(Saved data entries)

■ ■ ■ ■ ■ ■ ■

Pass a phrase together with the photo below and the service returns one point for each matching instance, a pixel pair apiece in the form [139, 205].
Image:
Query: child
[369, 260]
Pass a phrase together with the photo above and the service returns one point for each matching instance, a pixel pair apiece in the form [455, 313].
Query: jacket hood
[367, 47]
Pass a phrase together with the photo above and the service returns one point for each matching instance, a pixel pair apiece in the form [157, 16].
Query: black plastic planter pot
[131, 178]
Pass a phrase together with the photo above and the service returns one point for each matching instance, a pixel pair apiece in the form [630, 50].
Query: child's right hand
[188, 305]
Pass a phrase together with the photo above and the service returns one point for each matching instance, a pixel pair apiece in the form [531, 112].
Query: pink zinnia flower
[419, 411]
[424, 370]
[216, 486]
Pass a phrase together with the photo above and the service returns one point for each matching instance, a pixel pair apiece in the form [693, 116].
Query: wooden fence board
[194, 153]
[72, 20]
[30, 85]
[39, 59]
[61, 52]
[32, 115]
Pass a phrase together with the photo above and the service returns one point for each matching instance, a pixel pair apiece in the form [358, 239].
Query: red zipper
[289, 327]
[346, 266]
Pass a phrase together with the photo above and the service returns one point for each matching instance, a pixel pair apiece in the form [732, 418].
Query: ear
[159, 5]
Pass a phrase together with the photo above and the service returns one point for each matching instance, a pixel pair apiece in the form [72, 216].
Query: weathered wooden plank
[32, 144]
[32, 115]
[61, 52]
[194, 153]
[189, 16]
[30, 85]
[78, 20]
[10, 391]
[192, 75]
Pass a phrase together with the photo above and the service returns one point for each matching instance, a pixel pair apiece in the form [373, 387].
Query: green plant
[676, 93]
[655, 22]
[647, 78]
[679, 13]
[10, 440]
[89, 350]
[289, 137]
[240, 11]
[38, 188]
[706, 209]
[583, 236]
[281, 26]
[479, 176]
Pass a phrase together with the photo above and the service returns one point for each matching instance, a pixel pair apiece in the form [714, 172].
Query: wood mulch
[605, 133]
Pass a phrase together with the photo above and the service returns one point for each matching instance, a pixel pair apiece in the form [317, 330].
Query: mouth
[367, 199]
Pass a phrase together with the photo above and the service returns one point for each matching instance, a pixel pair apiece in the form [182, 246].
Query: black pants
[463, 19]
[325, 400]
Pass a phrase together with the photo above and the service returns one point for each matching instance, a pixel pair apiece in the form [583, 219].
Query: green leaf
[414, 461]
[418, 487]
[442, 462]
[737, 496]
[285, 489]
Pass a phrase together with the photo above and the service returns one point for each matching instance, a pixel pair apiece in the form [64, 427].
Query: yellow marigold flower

■ ■ ■ ■ ■ ■ ■

Task
Set down each record again, exactly as written.

Your solution
Pass a phrase together with the photo below and the service returns one point for each matching instance, a pixel pair apiece in the form [139, 205].
Image:
Query: child
[369, 260]
Pass a phrase together with the photo above and the service returns one point for each matching instance, a pixel pair apiece in the form [455, 313].
Query: jacket hood
[367, 47]
Pass a phrase together with the photo above and the service returns one point for each matching instance, a pixel pair apiece in the form [157, 16].
Query: black plastic planter pot
[131, 178]
Pass a phrase together with the photo above and the service returns one point for each matching instance, a pixel pair apiece in the form [630, 50].
Query: child's right hand
[188, 305]
Pass a phrase together with the photo above and the service returns one point for each matching instance, a pixel pair apiece in the form [531, 112].
Query: pink zinnia flower
[419, 411]
[424, 370]
[216, 486]
Pass a phrase together with the photo above and the service returns one point for each matching instance, a pixel pair apiece in the form [693, 116].
Query: wooden fence board
[194, 153]
[72, 20]
[30, 85]
[39, 59]
[61, 52]
[32, 115]
Pass a phrase together with the photo above and the service returns one point for each matching instance, a pixel pair apiece in the form [358, 239].
Query: red zipper
[289, 327]
[346, 266]
Pass a phrase together with the photo above and the service returns one point for each matching instance, a pixel pair apiece in the form [732, 418].
Query: ear
[159, 5]
Pass a phrase together with the photo above and the service returns one point for each matching instance, a pixel pair apiece in the form [72, 216].
Query: weathered wooden plank
[32, 144]
[32, 115]
[61, 52]
[194, 153]
[189, 16]
[30, 85]
[78, 20]
[10, 391]
[192, 75]
Pass a phrase together with the photo above and the service returns one point for each matching instance, a pixel pair apiece in the form [373, 387].
Query: green plant
[676, 93]
[655, 22]
[647, 78]
[679, 13]
[10, 440]
[89, 350]
[289, 137]
[240, 11]
[38, 188]
[706, 209]
[583, 236]
[281, 26]
[479, 176]
Pass a phrase together with the photo above and the service returns one point for each matching instance, a pixel pair apiece in the form [714, 172].
Query: wood mulch
[605, 133]
Pass a phrase together with the photo above and the service returns one point for each matching instance, a pixel pair apiece in the form [317, 330].
Query: mouth
[367, 199]
Pass a phrase together with the photo above and the service returns one point for each matching instance, a pixel pair apiece in the form [182, 246].
Query: black pants
[463, 19]
[325, 400]
Pass a phrase together with the photo above and the service returns one point for each matching instance, a pixel pair apiece in the form [583, 219].
Query: green leaf
[414, 461]
[418, 487]
[442, 462]
[737, 496]
[285, 489]
Pass a phrase together with the photo above and the service returns one point for each matching instance, a pixel pair apiece in the form [64, 427].
Query: yellow marigold flower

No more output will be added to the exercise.